• [Stated task] Please set out the material below as a numbered list, leaving out any blank lines.
■ ■ ■ ■ ■
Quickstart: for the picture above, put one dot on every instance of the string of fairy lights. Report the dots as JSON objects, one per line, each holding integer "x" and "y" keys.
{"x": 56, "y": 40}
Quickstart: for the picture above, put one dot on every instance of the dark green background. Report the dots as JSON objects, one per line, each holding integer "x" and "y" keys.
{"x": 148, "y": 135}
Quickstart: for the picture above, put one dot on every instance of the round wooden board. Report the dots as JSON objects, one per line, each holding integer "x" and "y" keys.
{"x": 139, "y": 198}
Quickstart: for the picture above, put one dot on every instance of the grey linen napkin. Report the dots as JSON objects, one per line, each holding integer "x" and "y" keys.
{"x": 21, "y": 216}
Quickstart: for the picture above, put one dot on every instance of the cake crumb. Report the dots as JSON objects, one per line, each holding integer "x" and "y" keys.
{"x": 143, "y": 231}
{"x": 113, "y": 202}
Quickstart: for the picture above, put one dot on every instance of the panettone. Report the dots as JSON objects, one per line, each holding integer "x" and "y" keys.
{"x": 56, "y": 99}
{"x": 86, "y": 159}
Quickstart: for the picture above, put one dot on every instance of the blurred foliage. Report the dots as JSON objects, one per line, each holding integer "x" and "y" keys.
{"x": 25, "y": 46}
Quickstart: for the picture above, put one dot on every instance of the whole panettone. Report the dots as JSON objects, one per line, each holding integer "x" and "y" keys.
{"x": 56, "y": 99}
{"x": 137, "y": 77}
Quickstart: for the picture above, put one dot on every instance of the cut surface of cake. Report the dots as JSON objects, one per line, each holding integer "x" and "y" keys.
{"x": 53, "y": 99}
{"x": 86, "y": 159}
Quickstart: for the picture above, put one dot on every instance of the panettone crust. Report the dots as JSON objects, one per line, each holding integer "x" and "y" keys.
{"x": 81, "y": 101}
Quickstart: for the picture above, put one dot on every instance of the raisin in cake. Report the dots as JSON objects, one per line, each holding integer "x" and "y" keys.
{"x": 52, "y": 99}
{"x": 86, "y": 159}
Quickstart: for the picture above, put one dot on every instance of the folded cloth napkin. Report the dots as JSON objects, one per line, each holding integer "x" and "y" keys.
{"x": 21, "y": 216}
■ ■ ■ ■ ■
• [Response to the task]
1. Quickstart: for the picture above, put one dot on every instance of the string of fairy lights. Report the dots as JSON objects, one per line, each holding integer "x" and "y" keys.
2. {"x": 56, "y": 40}
3. Quickstart: for the picture above, put one dot on every instance of the dark green background. Report the dots as JSON objects, one per line, each holding integer "x" and "y" keys.
4. {"x": 148, "y": 135}
5. Quickstart: for the picture above, put one dot on every instance of the round wooden board. Report the dots as JSON objects, one per line, each holding integer "x" and "y" keys.
6. {"x": 139, "y": 198}
7. Quickstart: for the picture above, put one dot on every instance of the grey linen napkin. Report the dots as JSON objects, one per line, each holding integer "x" and "y" keys.
8. {"x": 21, "y": 216}
9. Quickstart: for the picture above, put one dot on every instance of the cake crumb. Report the dots as JSON objects, one per line, each holding integer "x" and "y" keys.
10. {"x": 143, "y": 231}
11. {"x": 113, "y": 202}
12. Quickstart: for the picture above, put one dot on every instance of the panettone. Report the dots as JSON objects, one per line, each holding integer "x" and "y" keys.
13. {"x": 56, "y": 99}
14. {"x": 86, "y": 159}
15. Quickstart: for the picture above, put one dot on every instance of the blurred foliage. Report the dots as JSON objects, one per line, each holding integer "x" and "y" keys.
16. {"x": 25, "y": 46}
17. Quickstart: for the picture above, put one dot on every instance of the whole panettone. Report the dots as JSON objects, one per line, each holding integer "x" and "y" keys.
18. {"x": 56, "y": 99}
19. {"x": 137, "y": 77}
20. Quickstart: for the picture above, put one dot on every instance of the cut surface of cake. Report the dots as JSON objects, one per line, each holding integer "x" and "y" keys.
21. {"x": 53, "y": 99}
22. {"x": 86, "y": 159}
23. Quickstart: for the picture above, put one dot on every instance of the panettone crust. Report the dots as JSON objects, one per line, each holding integer "x" and "y" keys.
24. {"x": 81, "y": 101}
25. Quickstart: for the picture above, put one dot on every instance of the raisin in cake. Report the dots as JSON objects, one per line, each holding integer "x" and "y" keys.
26. {"x": 52, "y": 99}
27. {"x": 86, "y": 159}
28. Quickstart: for the picture above, put one dot on every instance of the folded cloth napkin. Report the dots as JSON objects, one per line, each holding integer "x" and "y" keys.
29. {"x": 21, "y": 216}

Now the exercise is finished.